PA, 26/1/2012
À luz de velhos
motivos, retorna ao palco público a discussão acerca do modelo previdenciário
do setor público, desta vez sob o holofote da implantação do Regime
Complementar de Previdência para os servidores civis da União, objeto do PL
1992/2007, que ora tramita em regime de urgência na Câmara dos Deputados desde
outubro de 2011.
Não é demais lembrar que a
instituição dos fundos de pensão para os servidores públicos vinculados ao
Regime Próprio de Previdência Social de que versa o art. 40 da Constituição da
República tem por fundamento o disposto nas Emendas 20/98 e 41/2003, cuja
materialização, para os servidores públicos federais, foi inserida no Programa
de Aceleração do Crescimento (PAC) como medida fiscal de longo prazo.
Sob tal perspectiva, a discussão
acerca da implantação do Regime Complementar é assunto inevitável em 2012, com
promessa de longos debates acerca das premissas básicas do regime e suas
implicações em ambiente público, mormente no que tange à administração do fundo,
a requisitar conhecimento dos pontos relevantes tratados no PL n° 1992/2007.

* [DADOS DISPONÍVEIS]
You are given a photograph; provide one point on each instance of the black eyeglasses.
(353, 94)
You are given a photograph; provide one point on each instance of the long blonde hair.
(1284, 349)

* [OBJETIVOS]
1. As afirmações a seguir estão de acordo com o texto sobre a previdência dos servidores públicos? Para cada uma, responda sim ou não e cite literalmente as palavras do texto que decidem a questão.
(a) O PL 1992/2007 tramita em regime de urgência na Câmara dos Deputados desde outubro de 2011.
(b) A instituição dos fundos de pensão para os servidores federais foi inserida no PAC como medida fiscal de curto prazo.
(c) O Regime Complementar de Previdência tratado no texto se destina aos servidores militares da União.
2. Reproduza fielmente o trecho do texto sobre a previdência dos servidores públicos que vai de "PA, 26/1/2012" até "de longo prazo.", inclusive.

* [RESPOSTAS]
1.
(a) Sim: "ora tramita em regime de urgência na Câmara dos Deputados desde outubro de 2011"
(b) Não: "como medida fiscal de longo prazo"
(c) Não: "para os servidores civis da União"

2.
PA, 26/1/2012
À luz de velhos
motivos, retorna ao palco público a discussão acerca do modelo previdenciário
do setor público, desta vez sob o holofote da implantação do Regime
Complementar de Previdência para os servidores civis da União, objeto do PL
1992/2007, que ora tramita em regime de urgência na Câmara dos Deputados desde
outubro de 2011.
Não é demais lembrar que a
instituição dos fundos de pensão para os servidores públicos vinculados ao
Regime Próprio de Previdência Social de que versa o art. 40 da Constituição da
República tem por fundamento o disposto nas Emendas 20/98 e 41/2003, cuja
materialização, para os servidores públicos federais, foi inserida no Programa
de Aceleração do Crescimento (PAC) como medida fiscal de longo prazo.